→ **文書**
____________________

ずばりその学問の自由の本質を私はおっしゃっているというふうに思います。
 私、大臣に伺いますけれども、「学問の自由は、これを保障する。」という憲法二十三条は、教育研究の内容について国は介入してはならないという意味を含んでいるのでしょうか。
○国務大臣(遠山敦子君) 学問の自由といいますのは憲法第二十三条に定められておりますけれども、これは学問の研究それからその成果の発表の自由を意味しているところでございまして、これは正に大学が学術の中心として深く真理を探求するということを本旨としていることにかんがみまして、特に大学について保障したものと解されるわけでございます。
 このことはむしろ私の方から冒頭にこの委員会の質疑の際にも申し上げたところでございまして、学問の自由を守るというのは当然のこと、憲法上に明確に書かれていることでございまして、今引用されたような方の論文に書かれていることはすべて当然のことであります。なぜ今ごろそのようなことをおっしゃるのかと思わないでもないくらいでございます。
 そういったことを前提としながら、しかし国立大学という国民の期待にこたえ、かつまた国費を投入するような大学が総体としてどのような仕組みで、どのような業務上の重点を置き、そして活性化していくかということを支えるために、今大きく、単に行政組織の一部としてあるというよりは、そういう法人格を持って動いてもらうための仕組みを作っているわけでございます。
 私は、何度説明してもそれが説明が足りないかのようにおっしゃいますことに対しましては、私としては誠実に繰り返しお答えするしかないのでございますけれども、学問の自由を守り、そして大学人のそれぞれの人たちが自由濶達に研究されることは当然でございます。
 しかし同時に、教育についてももっと力を入れて、学生の期待にこたえる、社会の期待にこたえる、そのような大学でなくてはならないわけでございます。そのことを活性化して、より日本の知的の水準を上げていこうというのが今回の法律案の目的であるわけでございます。国費を投入するための必要なチェックだけを最小限やろうということでございまして、大学の自治を侵すとか学問の自由に反するとか、そのような次元の話ではないわけでございます。そこのところを十分お考えいただきたいと思います。
○畑野君枝君 これは六月一日付けの新聞ですから、これはその一つの資料として委員会の中で私は読み上げたわけで、当然のことでございます。当然のことがどうなのかということで私は質問しましたけれども、答えておられません。
 これは介入しないということを、意味を含んでいるんでしょうか、その点どうですか。

____________________

→ **記述課題 A**
下のレコードの各行を、空行を除いて番号付きリストに変換してください。

[データセットの行]

____________________

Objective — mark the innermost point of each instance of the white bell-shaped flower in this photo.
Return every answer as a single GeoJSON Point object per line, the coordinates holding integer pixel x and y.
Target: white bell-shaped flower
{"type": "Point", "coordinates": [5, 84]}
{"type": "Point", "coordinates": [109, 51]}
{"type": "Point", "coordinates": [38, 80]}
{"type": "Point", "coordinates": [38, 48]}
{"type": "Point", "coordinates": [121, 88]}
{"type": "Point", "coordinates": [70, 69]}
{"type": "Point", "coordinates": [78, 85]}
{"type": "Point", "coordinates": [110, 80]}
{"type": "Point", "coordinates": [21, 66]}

____________________

→ **記述課題 B**
文書の中で遠山国務大臣は、今回の法律案の目的を何であると述べていますか。

→ **解答 A**
1. Objective — mark the innermost point of each instance of the white bell-shaped flower in this photo.
2. Return every answer as a single GeoJSON Point object per line, the coordinates holding integer pixel x and y.
3. Target: white bell-shaped flower
4. {"type": "Point", "coordinates": [5, 84]}
5. {"type": "Point", "coordinates": [109, 51]}
6. {"type": "Point", "coordinates": [38, 80]}
7. {"type": "Point", "coordinates": [38, 48]}
8. {"type": "Point", "coordinates": [121, 88]}
9. {"type": "Point", "coordinates": [70, 69]}
10. {"type": "Point", "coordinates": [78, 85]}
11. {"type": "Point", "coordinates": [110, 80]}
12. {"type": "Point", "coordinates": [21, 66]}

→ **解答 B**
大学を活性化して、日本の知的水準をより上げていくことです。